◆ **Challenge**: Every record must be written out once more, with nothing added or omitted.

>> Begin Data provided

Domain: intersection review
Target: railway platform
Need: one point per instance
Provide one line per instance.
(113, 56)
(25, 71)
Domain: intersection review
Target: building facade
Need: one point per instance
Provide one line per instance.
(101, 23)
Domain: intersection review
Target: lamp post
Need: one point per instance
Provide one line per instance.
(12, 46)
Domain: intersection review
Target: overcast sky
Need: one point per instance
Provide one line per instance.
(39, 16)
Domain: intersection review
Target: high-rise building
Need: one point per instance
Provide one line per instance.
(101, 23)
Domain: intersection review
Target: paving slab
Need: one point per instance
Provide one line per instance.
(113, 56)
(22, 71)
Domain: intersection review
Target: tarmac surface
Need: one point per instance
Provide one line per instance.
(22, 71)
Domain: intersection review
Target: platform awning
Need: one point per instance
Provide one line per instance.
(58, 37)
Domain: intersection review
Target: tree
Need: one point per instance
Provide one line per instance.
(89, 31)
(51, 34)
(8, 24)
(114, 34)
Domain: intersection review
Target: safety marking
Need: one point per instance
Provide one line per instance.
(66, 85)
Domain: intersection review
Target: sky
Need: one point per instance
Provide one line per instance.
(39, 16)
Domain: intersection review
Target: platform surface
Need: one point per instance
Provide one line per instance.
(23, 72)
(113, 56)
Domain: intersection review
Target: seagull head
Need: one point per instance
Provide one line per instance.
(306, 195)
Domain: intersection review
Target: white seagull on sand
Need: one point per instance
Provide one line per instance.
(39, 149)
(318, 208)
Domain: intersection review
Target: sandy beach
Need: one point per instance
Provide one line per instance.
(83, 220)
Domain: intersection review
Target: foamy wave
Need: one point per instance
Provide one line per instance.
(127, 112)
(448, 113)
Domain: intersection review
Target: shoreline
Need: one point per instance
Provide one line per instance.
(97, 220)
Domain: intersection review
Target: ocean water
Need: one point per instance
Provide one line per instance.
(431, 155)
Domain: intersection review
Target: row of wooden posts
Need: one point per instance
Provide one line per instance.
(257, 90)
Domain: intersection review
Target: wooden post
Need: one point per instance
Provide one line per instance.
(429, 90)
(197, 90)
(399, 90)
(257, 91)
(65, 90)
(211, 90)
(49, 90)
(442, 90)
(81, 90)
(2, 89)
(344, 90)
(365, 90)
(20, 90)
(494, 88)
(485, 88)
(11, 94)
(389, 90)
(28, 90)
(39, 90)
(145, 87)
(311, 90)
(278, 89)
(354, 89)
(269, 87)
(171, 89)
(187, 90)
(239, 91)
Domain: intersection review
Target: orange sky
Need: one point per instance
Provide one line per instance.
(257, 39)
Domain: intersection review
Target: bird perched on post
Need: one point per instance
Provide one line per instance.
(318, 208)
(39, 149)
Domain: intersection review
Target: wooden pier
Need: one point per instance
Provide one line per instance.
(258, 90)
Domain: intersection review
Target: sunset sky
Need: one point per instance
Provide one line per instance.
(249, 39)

>> End Data provided

◆ **Result of the exercise**:
Domain: intersection review
Target: railway platform
Need: one point per instance
Provide one line per instance.
(113, 56)
(25, 71)
Domain: intersection review
Target: building facade
Need: one point per instance
Provide one line per instance.
(101, 23)
Domain: intersection review
Target: lamp post
Need: one point per instance
Provide one line per instance.
(12, 46)
Domain: intersection review
Target: overcast sky
Need: one point per instance
Provide one line per instance.
(39, 16)
Domain: intersection review
Target: high-rise building
Need: one point per instance
Provide one line per instance.
(101, 23)
Domain: intersection review
Target: paving slab
Need: one point per instance
Provide one line per instance.
(113, 56)
(22, 71)
Domain: intersection review
Target: tarmac surface
Need: one point per instance
Provide one line per instance.
(22, 71)
Domain: intersection review
Target: platform awning
Need: one point per instance
Provide one line per instance.
(58, 37)
Domain: intersection review
Target: tree
Need: one point per instance
Provide one line per instance.
(89, 31)
(51, 34)
(8, 24)
(114, 34)
Domain: intersection review
Target: safety marking
Need: one point per instance
Provide one line per instance.
(66, 85)
Domain: intersection review
Target: sky
Need: one point per instance
Provide one line per instance.
(39, 16)
Domain: intersection review
Target: platform surface
Need: one point per instance
Provide one line per instance.
(23, 72)
(113, 56)
Domain: intersection review
Target: seagull head
Need: one point per instance
Provide one line per instance.
(306, 195)
Domain: intersection review
Target: white seagull on sand
Need: one point per instance
Provide one line per instance.
(39, 149)
(318, 208)
Domain: intersection review
Target: sandy beach
Need: one point per instance
Provide one line per instance.
(83, 220)
Domain: intersection review
Target: foamy wave
Need: one point per instance
Provide one line per instance.
(127, 112)
(448, 113)
Domain: intersection review
Target: shoreline
Need: one point per instance
Provide one line per instance.
(97, 220)
Domain: intersection review
Target: ocean water
Need: one point per instance
Provide one line per instance.
(431, 155)
Domain: intersection review
Target: row of wooden posts
Need: one point per instance
Provide one line per instance.
(257, 90)
Domain: intersection review
Target: wooden post
Need: one point per instance
Provide one line per instance.
(429, 90)
(197, 90)
(399, 90)
(257, 91)
(65, 90)
(211, 90)
(49, 90)
(442, 90)
(81, 90)
(2, 89)
(344, 90)
(365, 90)
(20, 90)
(494, 88)
(485, 88)
(11, 94)
(389, 90)
(28, 90)
(39, 90)
(145, 87)
(311, 90)
(278, 89)
(354, 89)
(269, 87)
(171, 89)
(187, 90)
(239, 91)
Domain: intersection review
Target: orange sky
Need: one point per instance
Provide one line per instance.
(257, 39)
Domain: intersection review
Target: bird perched on post
Need: one point per instance
Provide one line per instance.
(318, 208)
(39, 149)
Domain: intersection review
Target: wooden pier
Need: one point per instance
Provide one line per instance.
(258, 90)
Domain: intersection review
Target: sunset sky
Need: one point per instance
Provide one line per instance.
(249, 39)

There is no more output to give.